Photo-based referring expression data

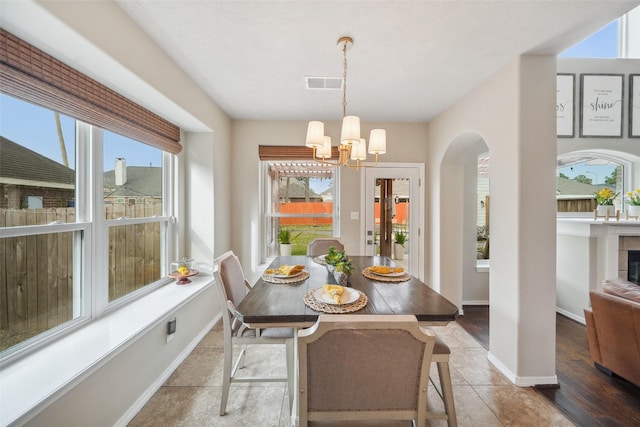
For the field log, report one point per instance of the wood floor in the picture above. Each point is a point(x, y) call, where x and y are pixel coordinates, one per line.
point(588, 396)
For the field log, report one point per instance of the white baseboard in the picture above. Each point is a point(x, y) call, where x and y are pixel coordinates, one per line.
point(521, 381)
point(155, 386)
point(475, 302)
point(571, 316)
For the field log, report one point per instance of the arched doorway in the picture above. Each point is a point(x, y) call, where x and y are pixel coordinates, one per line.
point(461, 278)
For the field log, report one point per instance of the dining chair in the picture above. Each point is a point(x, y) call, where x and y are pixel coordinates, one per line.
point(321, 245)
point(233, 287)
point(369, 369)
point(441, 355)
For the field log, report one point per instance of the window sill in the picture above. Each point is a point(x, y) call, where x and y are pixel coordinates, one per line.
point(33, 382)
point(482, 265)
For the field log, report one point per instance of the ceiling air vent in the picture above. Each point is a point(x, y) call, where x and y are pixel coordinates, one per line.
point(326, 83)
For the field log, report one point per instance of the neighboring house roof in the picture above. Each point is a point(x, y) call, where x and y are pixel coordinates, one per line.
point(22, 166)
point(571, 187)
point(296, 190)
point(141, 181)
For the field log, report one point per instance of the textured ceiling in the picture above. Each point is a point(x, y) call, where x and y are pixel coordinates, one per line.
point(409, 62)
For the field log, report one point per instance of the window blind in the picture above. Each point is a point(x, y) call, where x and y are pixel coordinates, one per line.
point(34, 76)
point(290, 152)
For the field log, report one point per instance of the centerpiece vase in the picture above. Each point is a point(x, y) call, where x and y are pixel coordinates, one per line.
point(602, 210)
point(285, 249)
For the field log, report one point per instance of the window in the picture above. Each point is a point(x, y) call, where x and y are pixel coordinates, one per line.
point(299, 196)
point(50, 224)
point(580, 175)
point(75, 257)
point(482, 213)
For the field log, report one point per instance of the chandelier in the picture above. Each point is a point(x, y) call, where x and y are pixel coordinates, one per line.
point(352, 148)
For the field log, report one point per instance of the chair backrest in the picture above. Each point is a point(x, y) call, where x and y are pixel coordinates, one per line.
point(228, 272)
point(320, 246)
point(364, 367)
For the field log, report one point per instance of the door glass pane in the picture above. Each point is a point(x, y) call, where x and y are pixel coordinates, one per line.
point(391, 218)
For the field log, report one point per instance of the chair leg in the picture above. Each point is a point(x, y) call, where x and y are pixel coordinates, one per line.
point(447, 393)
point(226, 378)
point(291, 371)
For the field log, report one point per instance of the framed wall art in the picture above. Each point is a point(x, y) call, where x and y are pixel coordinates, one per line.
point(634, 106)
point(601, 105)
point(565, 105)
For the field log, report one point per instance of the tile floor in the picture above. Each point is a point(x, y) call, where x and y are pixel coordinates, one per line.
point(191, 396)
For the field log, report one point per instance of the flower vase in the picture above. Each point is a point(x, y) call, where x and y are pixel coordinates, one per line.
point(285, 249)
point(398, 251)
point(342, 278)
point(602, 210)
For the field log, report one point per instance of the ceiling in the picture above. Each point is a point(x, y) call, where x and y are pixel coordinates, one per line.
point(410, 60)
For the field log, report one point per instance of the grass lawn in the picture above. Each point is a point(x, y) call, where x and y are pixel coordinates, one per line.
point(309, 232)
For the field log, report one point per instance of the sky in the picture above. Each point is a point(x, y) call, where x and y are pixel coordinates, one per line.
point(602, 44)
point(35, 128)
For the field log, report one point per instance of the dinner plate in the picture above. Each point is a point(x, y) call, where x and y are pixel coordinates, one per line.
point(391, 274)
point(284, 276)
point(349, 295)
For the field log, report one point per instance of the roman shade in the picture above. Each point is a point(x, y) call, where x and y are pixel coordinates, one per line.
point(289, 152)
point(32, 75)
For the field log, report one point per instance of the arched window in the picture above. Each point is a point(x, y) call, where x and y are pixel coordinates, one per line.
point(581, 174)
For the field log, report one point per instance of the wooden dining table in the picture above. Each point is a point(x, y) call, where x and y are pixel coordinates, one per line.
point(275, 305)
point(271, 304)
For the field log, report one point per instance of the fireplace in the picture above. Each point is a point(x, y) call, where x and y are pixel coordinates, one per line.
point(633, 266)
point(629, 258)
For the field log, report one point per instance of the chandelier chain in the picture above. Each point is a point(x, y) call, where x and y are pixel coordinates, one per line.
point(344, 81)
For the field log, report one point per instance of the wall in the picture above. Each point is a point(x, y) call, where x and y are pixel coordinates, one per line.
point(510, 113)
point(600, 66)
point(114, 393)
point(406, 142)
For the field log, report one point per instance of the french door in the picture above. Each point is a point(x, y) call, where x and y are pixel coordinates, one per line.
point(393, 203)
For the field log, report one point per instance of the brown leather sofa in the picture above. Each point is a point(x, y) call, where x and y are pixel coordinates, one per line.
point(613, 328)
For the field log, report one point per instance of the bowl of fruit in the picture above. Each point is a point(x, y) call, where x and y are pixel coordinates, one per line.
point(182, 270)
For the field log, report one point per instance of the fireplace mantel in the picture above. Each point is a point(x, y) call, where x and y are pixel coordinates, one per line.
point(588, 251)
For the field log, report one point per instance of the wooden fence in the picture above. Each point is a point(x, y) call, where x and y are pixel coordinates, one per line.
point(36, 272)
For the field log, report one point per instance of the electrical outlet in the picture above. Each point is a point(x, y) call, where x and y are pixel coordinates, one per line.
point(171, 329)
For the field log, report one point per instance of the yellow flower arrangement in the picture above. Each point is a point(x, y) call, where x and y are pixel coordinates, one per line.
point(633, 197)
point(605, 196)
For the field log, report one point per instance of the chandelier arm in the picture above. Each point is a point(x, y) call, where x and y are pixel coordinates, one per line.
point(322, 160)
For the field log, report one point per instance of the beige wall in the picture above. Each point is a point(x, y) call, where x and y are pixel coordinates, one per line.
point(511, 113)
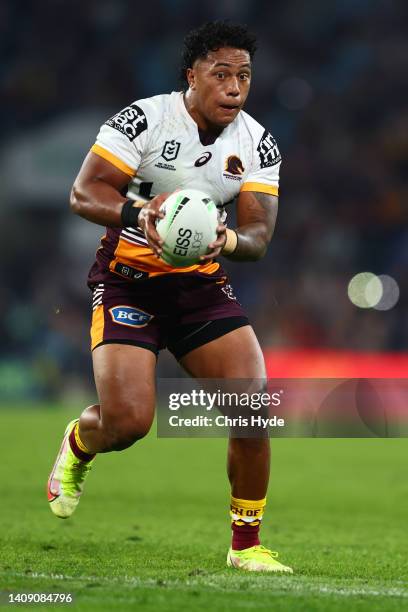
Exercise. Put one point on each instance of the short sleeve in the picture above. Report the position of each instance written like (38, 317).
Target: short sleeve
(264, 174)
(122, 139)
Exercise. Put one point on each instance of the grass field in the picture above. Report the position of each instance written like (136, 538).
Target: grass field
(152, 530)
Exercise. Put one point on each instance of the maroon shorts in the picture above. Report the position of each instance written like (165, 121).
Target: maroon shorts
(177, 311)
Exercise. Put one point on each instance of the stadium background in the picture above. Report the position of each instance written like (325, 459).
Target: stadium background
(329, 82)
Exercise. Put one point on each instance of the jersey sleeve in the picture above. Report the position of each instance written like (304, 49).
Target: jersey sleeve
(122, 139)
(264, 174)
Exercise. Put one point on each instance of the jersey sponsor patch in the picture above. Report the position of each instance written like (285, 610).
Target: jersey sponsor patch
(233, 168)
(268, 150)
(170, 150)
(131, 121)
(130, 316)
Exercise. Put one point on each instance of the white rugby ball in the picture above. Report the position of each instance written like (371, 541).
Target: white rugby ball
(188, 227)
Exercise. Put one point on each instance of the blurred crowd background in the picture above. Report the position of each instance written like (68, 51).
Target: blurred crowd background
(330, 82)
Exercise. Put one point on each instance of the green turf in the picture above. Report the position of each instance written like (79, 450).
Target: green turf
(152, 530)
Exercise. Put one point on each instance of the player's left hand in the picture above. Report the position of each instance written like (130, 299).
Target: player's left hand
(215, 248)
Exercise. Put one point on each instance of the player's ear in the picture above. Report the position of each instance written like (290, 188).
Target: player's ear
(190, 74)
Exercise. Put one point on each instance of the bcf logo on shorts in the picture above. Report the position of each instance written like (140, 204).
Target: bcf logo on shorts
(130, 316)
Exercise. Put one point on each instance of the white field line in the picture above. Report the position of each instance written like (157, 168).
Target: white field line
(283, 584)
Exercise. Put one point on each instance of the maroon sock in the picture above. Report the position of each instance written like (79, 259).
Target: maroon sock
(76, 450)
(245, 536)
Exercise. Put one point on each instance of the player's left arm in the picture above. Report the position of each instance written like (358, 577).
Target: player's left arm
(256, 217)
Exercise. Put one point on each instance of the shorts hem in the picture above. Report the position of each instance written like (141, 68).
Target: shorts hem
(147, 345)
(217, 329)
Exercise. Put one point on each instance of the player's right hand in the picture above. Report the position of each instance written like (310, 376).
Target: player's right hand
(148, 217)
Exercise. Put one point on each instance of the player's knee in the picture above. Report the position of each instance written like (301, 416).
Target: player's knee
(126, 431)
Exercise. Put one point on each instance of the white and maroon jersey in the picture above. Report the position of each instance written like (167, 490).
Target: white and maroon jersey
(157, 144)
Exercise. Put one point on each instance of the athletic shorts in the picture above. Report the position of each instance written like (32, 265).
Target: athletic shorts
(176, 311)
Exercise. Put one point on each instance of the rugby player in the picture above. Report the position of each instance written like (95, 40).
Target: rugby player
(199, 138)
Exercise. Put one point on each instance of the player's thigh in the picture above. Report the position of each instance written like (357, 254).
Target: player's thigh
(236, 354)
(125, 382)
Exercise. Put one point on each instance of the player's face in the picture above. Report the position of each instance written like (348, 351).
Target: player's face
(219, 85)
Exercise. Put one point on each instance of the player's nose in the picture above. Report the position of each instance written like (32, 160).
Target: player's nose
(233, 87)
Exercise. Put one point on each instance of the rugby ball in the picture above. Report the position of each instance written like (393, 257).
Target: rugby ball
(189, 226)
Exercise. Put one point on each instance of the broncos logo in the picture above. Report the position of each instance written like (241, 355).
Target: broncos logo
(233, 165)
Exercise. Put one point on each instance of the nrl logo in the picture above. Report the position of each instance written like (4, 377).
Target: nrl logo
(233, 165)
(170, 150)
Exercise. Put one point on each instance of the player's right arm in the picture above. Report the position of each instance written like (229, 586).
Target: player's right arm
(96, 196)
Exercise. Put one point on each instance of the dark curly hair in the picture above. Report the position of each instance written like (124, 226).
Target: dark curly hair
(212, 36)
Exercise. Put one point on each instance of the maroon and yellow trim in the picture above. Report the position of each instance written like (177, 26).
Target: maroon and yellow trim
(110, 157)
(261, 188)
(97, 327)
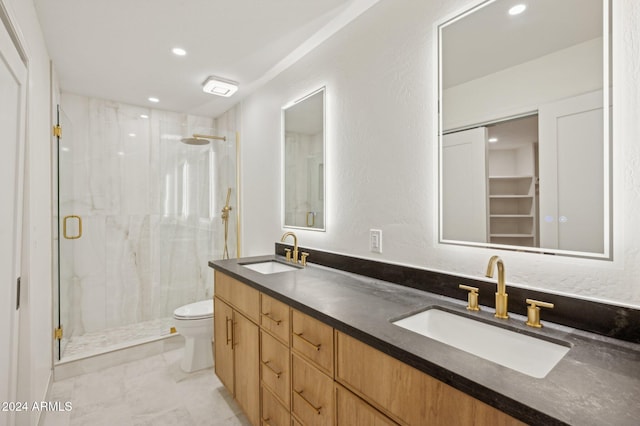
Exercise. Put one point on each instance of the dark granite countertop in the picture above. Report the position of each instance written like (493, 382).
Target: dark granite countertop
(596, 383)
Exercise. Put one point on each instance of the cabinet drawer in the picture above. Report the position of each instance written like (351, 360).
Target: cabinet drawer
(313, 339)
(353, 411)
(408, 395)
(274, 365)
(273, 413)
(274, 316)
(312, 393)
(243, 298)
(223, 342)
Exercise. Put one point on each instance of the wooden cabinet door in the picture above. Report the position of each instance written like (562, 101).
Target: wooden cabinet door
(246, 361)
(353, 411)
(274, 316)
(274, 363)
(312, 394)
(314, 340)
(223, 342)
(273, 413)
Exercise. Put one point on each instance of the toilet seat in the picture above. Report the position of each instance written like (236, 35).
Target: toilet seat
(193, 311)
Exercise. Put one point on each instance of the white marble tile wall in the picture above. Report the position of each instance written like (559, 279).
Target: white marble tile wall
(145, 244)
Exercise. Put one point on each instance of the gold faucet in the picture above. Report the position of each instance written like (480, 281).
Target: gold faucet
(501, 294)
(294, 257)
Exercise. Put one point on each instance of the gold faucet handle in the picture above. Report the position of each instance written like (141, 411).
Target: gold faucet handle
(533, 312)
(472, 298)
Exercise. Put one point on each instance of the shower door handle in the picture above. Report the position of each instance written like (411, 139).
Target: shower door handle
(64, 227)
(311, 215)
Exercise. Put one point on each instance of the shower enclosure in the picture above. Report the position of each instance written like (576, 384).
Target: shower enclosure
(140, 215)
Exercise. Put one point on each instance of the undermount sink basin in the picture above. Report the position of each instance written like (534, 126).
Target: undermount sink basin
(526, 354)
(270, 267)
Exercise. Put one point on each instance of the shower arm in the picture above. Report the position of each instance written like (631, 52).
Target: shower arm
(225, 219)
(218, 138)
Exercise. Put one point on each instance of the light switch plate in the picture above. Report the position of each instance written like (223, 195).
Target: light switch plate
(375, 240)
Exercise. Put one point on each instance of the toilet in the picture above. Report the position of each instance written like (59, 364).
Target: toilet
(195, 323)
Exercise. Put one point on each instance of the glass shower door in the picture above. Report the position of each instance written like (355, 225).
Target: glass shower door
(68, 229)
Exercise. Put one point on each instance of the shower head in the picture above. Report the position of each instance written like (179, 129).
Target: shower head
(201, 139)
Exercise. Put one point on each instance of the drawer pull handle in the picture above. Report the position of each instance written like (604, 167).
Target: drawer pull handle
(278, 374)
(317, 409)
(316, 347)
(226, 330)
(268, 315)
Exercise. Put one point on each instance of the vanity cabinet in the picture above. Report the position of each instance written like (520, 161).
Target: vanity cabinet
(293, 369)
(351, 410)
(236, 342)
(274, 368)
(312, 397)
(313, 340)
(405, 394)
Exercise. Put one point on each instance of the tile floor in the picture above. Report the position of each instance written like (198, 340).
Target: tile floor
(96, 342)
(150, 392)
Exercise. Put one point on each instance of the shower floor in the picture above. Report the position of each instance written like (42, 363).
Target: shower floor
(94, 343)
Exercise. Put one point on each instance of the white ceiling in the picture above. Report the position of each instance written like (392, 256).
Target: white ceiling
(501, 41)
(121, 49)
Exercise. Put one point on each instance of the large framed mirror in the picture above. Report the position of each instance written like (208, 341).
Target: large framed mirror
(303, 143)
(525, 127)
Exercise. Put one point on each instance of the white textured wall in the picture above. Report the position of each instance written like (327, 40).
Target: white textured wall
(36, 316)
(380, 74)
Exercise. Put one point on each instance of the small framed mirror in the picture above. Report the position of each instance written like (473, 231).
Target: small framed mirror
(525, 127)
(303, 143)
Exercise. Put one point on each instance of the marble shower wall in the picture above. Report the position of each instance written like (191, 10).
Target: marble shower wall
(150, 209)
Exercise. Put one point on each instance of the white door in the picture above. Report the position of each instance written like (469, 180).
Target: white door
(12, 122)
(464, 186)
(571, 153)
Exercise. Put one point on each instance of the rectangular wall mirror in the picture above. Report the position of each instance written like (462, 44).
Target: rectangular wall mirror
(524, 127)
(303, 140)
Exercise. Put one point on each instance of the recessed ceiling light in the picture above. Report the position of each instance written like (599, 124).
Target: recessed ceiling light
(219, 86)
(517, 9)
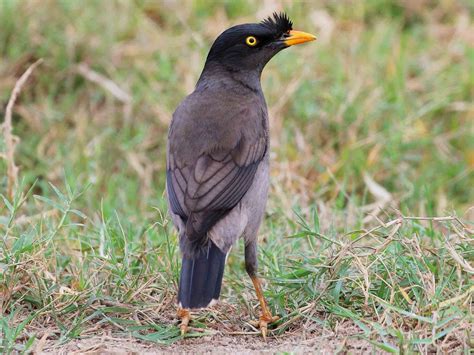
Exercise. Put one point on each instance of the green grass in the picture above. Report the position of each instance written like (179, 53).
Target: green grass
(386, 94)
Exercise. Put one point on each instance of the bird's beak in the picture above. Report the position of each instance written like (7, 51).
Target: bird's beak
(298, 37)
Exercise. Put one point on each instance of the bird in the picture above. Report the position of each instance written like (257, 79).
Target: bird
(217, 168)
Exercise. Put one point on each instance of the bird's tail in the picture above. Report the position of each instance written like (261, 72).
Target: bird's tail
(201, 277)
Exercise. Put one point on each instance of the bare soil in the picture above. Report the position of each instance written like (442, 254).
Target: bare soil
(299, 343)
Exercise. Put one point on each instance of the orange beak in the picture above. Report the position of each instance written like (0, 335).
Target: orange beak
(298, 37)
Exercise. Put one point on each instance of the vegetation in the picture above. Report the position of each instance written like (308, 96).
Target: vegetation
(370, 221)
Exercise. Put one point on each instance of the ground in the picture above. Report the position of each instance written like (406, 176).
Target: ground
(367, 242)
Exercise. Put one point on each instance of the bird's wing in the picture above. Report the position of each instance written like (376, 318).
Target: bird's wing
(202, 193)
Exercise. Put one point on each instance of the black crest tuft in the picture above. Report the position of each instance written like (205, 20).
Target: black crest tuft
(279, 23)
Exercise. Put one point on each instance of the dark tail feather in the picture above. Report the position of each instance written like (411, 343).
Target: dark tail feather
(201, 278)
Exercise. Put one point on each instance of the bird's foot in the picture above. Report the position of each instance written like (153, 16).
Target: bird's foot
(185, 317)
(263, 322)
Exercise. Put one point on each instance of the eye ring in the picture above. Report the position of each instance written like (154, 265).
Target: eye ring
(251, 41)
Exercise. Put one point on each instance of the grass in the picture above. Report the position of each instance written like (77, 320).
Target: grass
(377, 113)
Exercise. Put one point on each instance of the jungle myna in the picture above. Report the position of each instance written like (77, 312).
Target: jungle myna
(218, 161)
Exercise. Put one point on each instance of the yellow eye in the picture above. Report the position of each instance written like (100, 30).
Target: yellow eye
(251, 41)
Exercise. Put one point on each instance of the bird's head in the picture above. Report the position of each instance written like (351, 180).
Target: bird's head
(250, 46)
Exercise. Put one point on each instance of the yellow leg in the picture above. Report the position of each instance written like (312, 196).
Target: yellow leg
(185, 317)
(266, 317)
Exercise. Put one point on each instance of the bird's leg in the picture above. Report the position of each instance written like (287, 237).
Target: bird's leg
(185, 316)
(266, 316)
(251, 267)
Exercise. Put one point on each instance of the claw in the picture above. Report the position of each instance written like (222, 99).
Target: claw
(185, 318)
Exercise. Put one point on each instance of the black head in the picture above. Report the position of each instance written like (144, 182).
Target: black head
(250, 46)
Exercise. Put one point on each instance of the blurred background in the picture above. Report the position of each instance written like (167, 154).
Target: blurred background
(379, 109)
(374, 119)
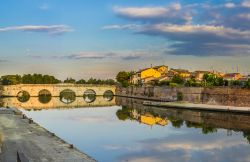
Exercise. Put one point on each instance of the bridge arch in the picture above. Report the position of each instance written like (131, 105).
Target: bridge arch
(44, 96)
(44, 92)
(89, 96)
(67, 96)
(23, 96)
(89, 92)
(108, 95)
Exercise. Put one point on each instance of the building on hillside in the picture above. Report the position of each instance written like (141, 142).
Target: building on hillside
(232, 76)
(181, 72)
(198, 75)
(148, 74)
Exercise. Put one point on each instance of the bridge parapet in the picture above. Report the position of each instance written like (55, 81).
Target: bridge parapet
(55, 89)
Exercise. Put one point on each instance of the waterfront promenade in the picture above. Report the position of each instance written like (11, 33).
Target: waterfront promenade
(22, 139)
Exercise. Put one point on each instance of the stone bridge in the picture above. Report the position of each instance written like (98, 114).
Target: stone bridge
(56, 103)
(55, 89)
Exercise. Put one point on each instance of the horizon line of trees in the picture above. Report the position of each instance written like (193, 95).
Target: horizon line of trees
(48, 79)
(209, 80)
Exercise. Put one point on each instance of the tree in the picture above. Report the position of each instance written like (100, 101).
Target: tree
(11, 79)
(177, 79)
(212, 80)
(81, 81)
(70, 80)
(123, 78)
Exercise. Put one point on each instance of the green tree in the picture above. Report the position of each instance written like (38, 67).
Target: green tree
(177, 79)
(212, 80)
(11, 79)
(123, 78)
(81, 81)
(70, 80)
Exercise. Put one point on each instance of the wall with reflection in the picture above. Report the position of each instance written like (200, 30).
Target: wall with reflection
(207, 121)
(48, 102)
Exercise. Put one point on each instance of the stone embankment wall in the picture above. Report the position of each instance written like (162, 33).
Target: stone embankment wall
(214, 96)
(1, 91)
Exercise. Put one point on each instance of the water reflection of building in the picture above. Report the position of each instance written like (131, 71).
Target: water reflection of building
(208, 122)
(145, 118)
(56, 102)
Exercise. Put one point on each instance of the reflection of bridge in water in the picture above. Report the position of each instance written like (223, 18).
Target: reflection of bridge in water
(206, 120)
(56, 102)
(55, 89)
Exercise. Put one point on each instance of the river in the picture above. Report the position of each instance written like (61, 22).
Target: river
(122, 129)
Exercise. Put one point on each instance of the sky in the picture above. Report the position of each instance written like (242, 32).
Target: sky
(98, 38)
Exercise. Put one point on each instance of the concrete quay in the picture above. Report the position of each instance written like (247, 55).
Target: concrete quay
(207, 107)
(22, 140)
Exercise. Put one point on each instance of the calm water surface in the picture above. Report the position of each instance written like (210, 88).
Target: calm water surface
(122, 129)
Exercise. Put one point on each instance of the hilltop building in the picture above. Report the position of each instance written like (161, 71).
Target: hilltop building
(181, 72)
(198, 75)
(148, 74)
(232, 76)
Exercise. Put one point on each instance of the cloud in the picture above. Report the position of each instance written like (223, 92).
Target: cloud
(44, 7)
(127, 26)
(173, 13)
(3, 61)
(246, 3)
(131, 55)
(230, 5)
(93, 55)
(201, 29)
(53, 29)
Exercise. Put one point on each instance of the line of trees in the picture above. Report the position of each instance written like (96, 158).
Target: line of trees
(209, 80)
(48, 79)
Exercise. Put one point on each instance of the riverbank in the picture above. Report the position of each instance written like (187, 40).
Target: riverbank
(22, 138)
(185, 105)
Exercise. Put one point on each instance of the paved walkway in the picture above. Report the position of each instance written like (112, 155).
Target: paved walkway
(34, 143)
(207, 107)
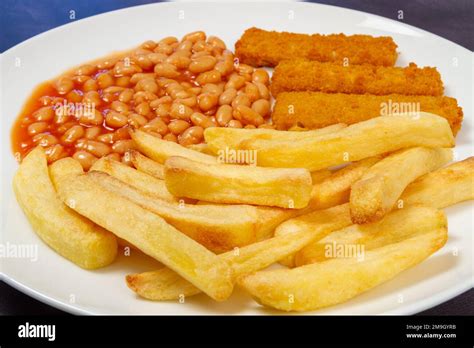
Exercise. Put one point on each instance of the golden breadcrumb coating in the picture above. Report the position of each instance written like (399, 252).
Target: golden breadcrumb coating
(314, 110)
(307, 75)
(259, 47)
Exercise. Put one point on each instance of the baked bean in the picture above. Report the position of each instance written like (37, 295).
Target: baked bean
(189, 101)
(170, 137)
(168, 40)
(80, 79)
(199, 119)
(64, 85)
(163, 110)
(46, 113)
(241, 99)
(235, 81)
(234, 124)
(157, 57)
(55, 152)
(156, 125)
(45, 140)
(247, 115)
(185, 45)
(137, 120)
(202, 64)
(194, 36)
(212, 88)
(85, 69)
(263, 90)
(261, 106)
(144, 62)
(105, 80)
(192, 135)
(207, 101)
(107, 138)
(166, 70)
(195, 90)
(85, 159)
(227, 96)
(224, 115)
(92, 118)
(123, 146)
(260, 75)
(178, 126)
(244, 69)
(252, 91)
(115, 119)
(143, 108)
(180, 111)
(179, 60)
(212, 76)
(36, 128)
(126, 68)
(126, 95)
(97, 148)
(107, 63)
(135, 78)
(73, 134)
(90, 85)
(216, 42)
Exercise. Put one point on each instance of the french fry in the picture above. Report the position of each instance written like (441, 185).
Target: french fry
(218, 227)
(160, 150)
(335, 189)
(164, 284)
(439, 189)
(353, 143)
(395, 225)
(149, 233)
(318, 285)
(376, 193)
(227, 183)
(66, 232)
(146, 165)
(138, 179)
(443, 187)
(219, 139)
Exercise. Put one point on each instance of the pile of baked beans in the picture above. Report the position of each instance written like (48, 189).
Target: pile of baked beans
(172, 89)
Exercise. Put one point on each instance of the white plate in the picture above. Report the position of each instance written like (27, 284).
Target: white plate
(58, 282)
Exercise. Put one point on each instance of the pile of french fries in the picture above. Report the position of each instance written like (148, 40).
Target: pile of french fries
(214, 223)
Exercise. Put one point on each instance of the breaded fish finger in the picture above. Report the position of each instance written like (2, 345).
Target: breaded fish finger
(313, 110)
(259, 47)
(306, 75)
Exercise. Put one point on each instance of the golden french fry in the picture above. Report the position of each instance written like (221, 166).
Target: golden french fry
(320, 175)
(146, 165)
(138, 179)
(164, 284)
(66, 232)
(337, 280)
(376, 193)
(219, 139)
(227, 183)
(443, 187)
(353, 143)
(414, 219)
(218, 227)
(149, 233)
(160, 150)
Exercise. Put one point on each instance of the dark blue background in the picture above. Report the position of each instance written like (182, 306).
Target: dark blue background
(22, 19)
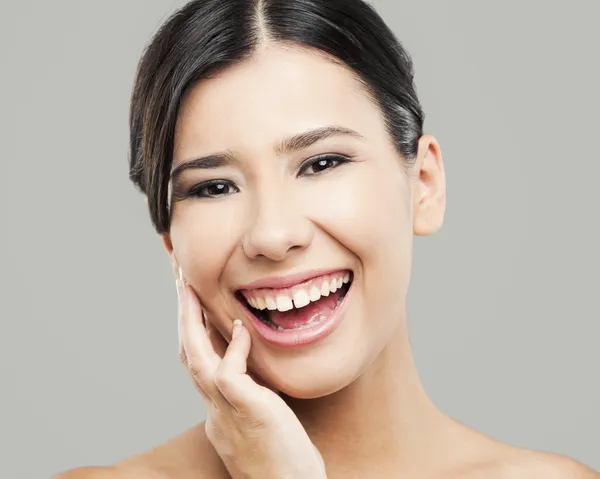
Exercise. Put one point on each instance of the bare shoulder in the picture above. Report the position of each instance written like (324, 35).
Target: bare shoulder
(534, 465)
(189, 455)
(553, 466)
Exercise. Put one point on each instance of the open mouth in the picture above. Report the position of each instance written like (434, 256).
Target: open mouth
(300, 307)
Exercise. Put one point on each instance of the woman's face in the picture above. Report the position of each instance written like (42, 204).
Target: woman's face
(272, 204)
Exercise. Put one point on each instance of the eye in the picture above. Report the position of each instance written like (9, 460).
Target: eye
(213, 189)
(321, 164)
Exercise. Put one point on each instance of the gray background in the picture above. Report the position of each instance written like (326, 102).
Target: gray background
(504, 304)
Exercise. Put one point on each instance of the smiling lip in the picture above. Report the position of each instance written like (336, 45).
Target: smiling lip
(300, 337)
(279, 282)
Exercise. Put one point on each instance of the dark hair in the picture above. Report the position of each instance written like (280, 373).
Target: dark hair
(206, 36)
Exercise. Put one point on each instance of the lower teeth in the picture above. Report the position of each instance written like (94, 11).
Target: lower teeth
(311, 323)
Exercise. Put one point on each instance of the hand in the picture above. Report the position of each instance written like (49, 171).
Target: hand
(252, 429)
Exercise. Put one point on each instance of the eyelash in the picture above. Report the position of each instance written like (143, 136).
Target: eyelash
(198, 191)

What to do
Please reproduce, word for word, every line from the line with "Target: gray background" to the final line above, including both ends.

Written response
Target: gray background
(504, 304)
Exercise. Put one point on each instance of the smiling lip in the picture above. Report the position of each instance written like (336, 45).
Target: smiling lip
(300, 337)
(279, 282)
Exercise. Put one point on each instance of the dark hair in the picture above. Report the position of each instance written like (280, 373).
Target: dark hair
(206, 36)
Exercise. Put one point on each instance of the lower teeth in the picture above. Report the position of each instance written like (94, 11).
Target: lower teeth
(311, 323)
Exercise. Put one point on each instance of the hand in the picture above. Report the position of each instance written like (49, 171).
Target: hand
(252, 429)
Exercise. Put one point on each instance of the eyelash in the picture above. Report the position of each instance written like (143, 136).
Target: eyelash
(198, 191)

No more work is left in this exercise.